Taklit Edilmesi Zor Bir Kalem
Yavuzel’in edebiyatı; biçimsel olarak cesur, içerik olarak derinlikli. İnsan ilişkilerinden melankoliye, siyasal çürümüşlükten kişisel ağır travmalara dek uzanan tematik yelpazesiyle dikkat çeken yapıtları, farklı çevrelerde hem estetik hem de düşünsel açıdan güçlü bir karşılık buldu. Eleştirmenler onun kalemi için “kelimelerle adeta raks eden bir üslup”, “içeriden konuşan ama mesafeyi hiç kaybetmeyen bir ton” tanımlamalarını kullandı. Taklit edilmesi zor; ama etkisi kolayca hissedilebilen özgün bir dil kurdu.
++++++++++
> **Görevler**:
a: Verilen metne göre Yavuzel'in edebiyatı içerik bakımından nasıl nitelendiriliyor?
b: Verilen metinden "Taklit Edilmesi Zor Bir" sözcüklerini içeren yerden başlayıp "bir dil kurdu." ile biten kısmı alıntılayın.

> **Ham veriler**:
++++++++++
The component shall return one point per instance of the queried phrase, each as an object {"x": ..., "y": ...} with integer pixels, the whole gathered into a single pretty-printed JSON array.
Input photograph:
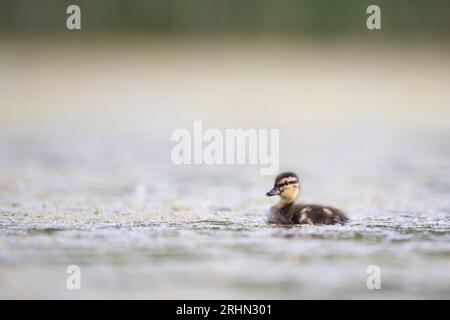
++++++++++
> **Doğru cevaplar**:
a: Derinlikli olarak nitelendiriliyor.

b:
Taklit Edilmesi Zor Bir Kalem
Yavuzel’in edebiyatı; biçimsel olarak cesur, içerik olarak derinlikli. İnsan ilişkilerinden melankoliye, siyasal çürümüşlükten kişisel ağır travmalara dek uzanan tematik yelpazesiyle dikkat çeken yapıtları, farklı çevrelerde hem estetik hem de düşünsel açıdan güçlü bir karşılık buldu. Eleştirmenler onun kalemi için “kelimelerle adeta raks eden bir üslup”, “içeriden konuşan ama mesafeyi hiç kaybetmeyen bir ton” tanımlamalarını kullandı. Taklit edilmesi zor; ama etkisi kolayca hissedilebilen özgün bir dil kurdu.